(TÂCHE DEMANDÉE) Recopie toutes les lignes ci-dessous en renommant « marker » en « dot » partout, sans rien changer d'autre.

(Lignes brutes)
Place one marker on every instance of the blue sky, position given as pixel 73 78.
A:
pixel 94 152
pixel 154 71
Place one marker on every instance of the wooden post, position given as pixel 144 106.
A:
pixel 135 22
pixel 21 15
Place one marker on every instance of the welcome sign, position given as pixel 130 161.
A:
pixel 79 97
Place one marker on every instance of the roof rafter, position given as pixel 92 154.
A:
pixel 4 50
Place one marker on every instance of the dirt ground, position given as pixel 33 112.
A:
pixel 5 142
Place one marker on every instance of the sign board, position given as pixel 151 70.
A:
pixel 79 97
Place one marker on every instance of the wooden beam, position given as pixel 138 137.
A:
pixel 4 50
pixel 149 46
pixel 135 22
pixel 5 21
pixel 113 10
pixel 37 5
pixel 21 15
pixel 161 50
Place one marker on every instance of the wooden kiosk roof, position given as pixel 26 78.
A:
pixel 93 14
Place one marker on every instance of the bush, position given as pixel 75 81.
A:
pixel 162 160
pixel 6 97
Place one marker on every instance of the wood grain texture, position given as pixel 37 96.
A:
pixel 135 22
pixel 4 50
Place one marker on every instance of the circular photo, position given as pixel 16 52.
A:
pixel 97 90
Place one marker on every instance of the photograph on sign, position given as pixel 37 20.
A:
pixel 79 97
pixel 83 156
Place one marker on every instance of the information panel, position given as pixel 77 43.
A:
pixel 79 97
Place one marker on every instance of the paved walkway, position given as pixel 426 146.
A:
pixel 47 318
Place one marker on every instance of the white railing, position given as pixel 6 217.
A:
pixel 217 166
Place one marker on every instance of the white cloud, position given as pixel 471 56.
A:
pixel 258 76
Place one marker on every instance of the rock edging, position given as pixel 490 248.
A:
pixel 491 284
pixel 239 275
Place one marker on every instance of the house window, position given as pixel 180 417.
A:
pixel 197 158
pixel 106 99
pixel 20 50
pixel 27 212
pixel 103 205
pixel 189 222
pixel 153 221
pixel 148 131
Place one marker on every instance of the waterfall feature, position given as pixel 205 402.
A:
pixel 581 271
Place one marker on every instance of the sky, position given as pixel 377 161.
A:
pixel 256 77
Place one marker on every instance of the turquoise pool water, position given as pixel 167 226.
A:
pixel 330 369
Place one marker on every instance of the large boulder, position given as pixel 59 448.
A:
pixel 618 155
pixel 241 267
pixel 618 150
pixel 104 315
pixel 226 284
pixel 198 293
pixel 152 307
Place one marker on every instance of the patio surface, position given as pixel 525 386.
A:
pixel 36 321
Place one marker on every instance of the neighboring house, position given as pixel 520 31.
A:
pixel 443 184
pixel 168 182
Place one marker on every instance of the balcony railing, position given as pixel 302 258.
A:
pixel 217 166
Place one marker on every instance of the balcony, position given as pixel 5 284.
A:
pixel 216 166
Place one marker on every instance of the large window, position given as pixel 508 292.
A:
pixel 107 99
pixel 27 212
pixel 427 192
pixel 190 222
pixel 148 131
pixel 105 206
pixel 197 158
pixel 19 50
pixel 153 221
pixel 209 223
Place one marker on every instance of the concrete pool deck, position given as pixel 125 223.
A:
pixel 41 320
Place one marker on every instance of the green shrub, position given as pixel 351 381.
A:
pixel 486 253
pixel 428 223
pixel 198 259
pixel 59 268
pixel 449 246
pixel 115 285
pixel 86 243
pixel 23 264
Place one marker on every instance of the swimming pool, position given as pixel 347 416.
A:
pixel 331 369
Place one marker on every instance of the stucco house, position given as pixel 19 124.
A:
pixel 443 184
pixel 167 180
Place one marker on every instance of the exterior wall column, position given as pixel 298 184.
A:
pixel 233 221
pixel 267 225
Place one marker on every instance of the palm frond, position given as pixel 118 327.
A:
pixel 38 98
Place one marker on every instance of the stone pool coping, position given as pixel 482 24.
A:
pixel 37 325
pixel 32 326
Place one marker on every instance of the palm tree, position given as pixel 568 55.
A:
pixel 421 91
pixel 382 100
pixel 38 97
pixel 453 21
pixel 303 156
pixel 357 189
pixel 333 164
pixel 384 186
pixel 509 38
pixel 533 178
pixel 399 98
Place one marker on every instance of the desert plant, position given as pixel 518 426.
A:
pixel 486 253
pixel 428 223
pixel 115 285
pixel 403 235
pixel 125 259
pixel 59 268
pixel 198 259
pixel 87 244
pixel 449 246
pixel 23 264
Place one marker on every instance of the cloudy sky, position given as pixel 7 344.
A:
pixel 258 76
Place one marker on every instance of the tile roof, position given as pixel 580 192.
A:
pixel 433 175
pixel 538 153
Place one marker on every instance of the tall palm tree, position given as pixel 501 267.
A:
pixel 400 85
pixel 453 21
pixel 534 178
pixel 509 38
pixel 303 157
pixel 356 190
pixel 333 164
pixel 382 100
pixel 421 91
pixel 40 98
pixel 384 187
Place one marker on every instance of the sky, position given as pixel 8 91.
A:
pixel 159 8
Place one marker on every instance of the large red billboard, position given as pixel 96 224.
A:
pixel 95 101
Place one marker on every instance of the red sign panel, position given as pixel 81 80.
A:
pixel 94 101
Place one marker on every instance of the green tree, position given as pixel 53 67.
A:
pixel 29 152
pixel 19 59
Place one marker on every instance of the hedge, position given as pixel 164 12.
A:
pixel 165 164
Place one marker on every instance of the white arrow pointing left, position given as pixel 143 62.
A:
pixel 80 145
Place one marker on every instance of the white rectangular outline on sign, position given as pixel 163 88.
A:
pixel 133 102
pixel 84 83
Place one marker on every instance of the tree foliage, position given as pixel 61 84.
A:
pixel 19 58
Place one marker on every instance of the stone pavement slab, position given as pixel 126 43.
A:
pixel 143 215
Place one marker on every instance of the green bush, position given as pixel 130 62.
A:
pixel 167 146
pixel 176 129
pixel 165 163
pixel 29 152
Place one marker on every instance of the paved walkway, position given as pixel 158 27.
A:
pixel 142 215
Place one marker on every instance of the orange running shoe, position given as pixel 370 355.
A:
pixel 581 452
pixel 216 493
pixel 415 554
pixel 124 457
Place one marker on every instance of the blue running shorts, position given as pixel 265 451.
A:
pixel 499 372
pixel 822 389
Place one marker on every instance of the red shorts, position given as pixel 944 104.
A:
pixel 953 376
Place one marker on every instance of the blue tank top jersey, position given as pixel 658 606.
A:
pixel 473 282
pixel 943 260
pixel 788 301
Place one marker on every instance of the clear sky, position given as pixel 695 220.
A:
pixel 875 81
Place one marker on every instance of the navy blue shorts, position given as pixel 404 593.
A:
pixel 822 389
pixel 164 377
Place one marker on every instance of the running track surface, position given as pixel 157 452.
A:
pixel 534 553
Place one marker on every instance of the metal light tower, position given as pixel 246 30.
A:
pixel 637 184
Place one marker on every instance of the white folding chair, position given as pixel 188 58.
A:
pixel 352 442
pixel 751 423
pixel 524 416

(RÉPONSE FINALE)
Place one dot on every instance of the blue sky, position given as pixel 73 78.
A:
pixel 94 152
pixel 154 71
Place one dot on every instance of the wooden post, position given as pixel 144 106.
A:
pixel 135 22
pixel 21 15
Place one dot on every instance of the welcome sign, position given as pixel 130 161.
A:
pixel 79 97
Place one dot on every instance of the roof rafter, position given as pixel 92 154.
A:
pixel 4 50
Place one dot on every instance of the dirt ground, position given as pixel 33 112.
A:
pixel 5 142
Place one dot on every instance of the sign board, position given as pixel 151 70.
A:
pixel 79 97
Place one dot on every instance of the wooden beam, position given as pixel 138 137.
A:
pixel 4 50
pixel 149 46
pixel 135 22
pixel 5 21
pixel 113 10
pixel 37 5
pixel 21 15
pixel 161 50
Place one dot on every instance of the wooden kiosk roof, position given as pixel 26 78.
A:
pixel 93 14
Place one dot on every instance of the bush, position given as pixel 75 81.
A:
pixel 162 160
pixel 6 97
Place one dot on every instance of the wood grain texture, position given as pixel 37 96.
A:
pixel 135 22
pixel 4 50
Place one dot on every instance of the circular photo, position given as pixel 16 52.
A:
pixel 97 90
Place one dot on every instance of the photograph on sign, position given as pixel 37 20.
A:
pixel 79 97
pixel 83 156
Place one dot on every instance of the information panel, position given as pixel 77 43.
A:
pixel 79 97
Place one dot on every instance of the paved walkway, position given as pixel 426 146.
A:
pixel 47 318
Place one dot on every instance of the white railing, position given as pixel 6 217.
A:
pixel 217 166
Place one dot on every instance of the white cloud, position given as pixel 471 56.
A:
pixel 258 76
Place one dot on every instance of the rock edging, position given as pixel 490 248.
A:
pixel 491 284
pixel 239 275
Place one dot on every instance of the house window, position given as pixel 180 417.
A:
pixel 197 158
pixel 106 99
pixel 20 50
pixel 27 212
pixel 103 205
pixel 189 222
pixel 153 221
pixel 148 131
Place one dot on every instance of the waterfall feature, position given as pixel 205 402.
A:
pixel 581 271
Place one dot on every instance of the sky, position given as pixel 377 161.
A:
pixel 256 77
Place one dot on every instance of the turquoise pool water, position given as pixel 167 226.
A:
pixel 330 369
Place one dot on every instance of the large boulder, position given as pixel 59 448.
A:
pixel 618 155
pixel 241 267
pixel 618 150
pixel 104 315
pixel 226 284
pixel 198 293
pixel 152 307
Place one dot on every instance of the patio surface, position given as pixel 525 386.
A:
pixel 36 321
Place one dot on every instance of the neighboring house, position given as pixel 520 31.
A:
pixel 443 184
pixel 168 182
Place one dot on every instance of the balcony railing, position given as pixel 302 258.
A:
pixel 217 166
Place one dot on every instance of the balcony, position given as pixel 5 284.
A:
pixel 216 166
Place one dot on every instance of the large window, position given as pixel 508 292.
A:
pixel 107 99
pixel 27 212
pixel 427 192
pixel 190 222
pixel 148 131
pixel 105 206
pixel 197 158
pixel 19 50
pixel 153 221
pixel 209 223
Place one dot on every instance of the concrete pool deck, position given as pixel 125 223.
A:
pixel 41 320
Place one dot on every instance of the green shrub, position given as pixel 351 381.
A:
pixel 486 253
pixel 428 223
pixel 198 259
pixel 59 268
pixel 449 246
pixel 115 285
pixel 86 243
pixel 23 264
Place one dot on every instance of the swimming pool, position given as pixel 347 416.
A:
pixel 331 369
Place one dot on every instance of the stucco house, position given as pixel 19 124.
A:
pixel 443 184
pixel 167 180
Place one dot on every instance of the exterior wall column, position given as pixel 298 184.
A:
pixel 233 221
pixel 267 225
Place one dot on every instance of the palm frond, position given as pixel 118 327.
A:
pixel 38 98
Place one dot on every instance of the stone pool coping, position given as pixel 482 24.
A:
pixel 37 325
pixel 32 326
Place one dot on every instance of the palm tree, position given as pixel 568 55.
A:
pixel 421 91
pixel 382 100
pixel 38 97
pixel 453 21
pixel 303 156
pixel 357 189
pixel 333 164
pixel 384 186
pixel 509 38
pixel 533 178
pixel 399 98
Place one dot on every instance of the desert plant, position given as pixel 518 426.
A:
pixel 486 253
pixel 428 223
pixel 115 285
pixel 403 235
pixel 125 259
pixel 59 268
pixel 198 259
pixel 87 244
pixel 449 246
pixel 23 264
Place one dot on every instance of the cloudy sky, position given as pixel 7 344.
A:
pixel 258 76
Place one dot on every instance of the tile roof, position given as pixel 580 192.
A:
pixel 433 175
pixel 538 153
Place one dot on every instance of the tall palm tree, position given as pixel 501 267.
A:
pixel 400 85
pixel 453 21
pixel 534 178
pixel 509 38
pixel 303 157
pixel 356 190
pixel 333 164
pixel 382 100
pixel 421 91
pixel 40 98
pixel 384 187
Place one dot on every instance of the sky, position given as pixel 8 91.
A:
pixel 159 8
Place one dot on every instance of the large red billboard, position given as pixel 96 224.
A:
pixel 95 101
Place one dot on every instance of the red sign panel, position given as pixel 81 80.
A:
pixel 94 101
Place one dot on every instance of the green tree, position given as pixel 53 67.
A:
pixel 29 152
pixel 19 59
Place one dot on every instance of the hedge, position given as pixel 164 12.
A:
pixel 165 164
Place one dot on every instance of the white arrow pointing left, position given as pixel 143 62.
A:
pixel 80 145
Place one dot on every instance of the white rectangular outline on sign, position given as pixel 163 88.
A:
pixel 133 102
pixel 84 83
Place one dot on every instance of the tree foliage, position given as pixel 61 84.
A:
pixel 19 58
Place one dot on every instance of the stone pavement slab, position given as pixel 126 43.
A:
pixel 143 215
Place one dot on every instance of the green bush, position given as pixel 130 62.
A:
pixel 167 146
pixel 176 129
pixel 165 163
pixel 29 152
Place one dot on every instance of the paved walkway, position given as pixel 158 27.
A:
pixel 142 215
Place one dot on every instance of the orange running shoe, position given as pixel 370 355.
A:
pixel 581 452
pixel 216 493
pixel 415 554
pixel 124 457
Place one dot on every instance of the blue running shorts, position given as pixel 265 451.
A:
pixel 499 372
pixel 822 389
Place one dot on every instance of the red shorts, position given as pixel 944 104.
A:
pixel 953 376
Place one dot on every instance of the blue tank top jersey, position given as pixel 658 606.
A:
pixel 473 282
pixel 943 260
pixel 788 301
Place one dot on every instance of the clear sky, position given as pixel 695 220.
A:
pixel 875 81
Place one dot on every instance of the navy blue shorts, position given as pixel 404 593.
A:
pixel 822 389
pixel 164 377
Place one dot on every instance of the running track surface, position given as pixel 157 452.
A:
pixel 534 553
Place one dot on every instance of the metal light tower, position given as pixel 246 30.
A:
pixel 637 184
Place one dot on every instance of the white folding chair, position given as pixel 188 58.
A:
pixel 352 442
pixel 751 423
pixel 524 416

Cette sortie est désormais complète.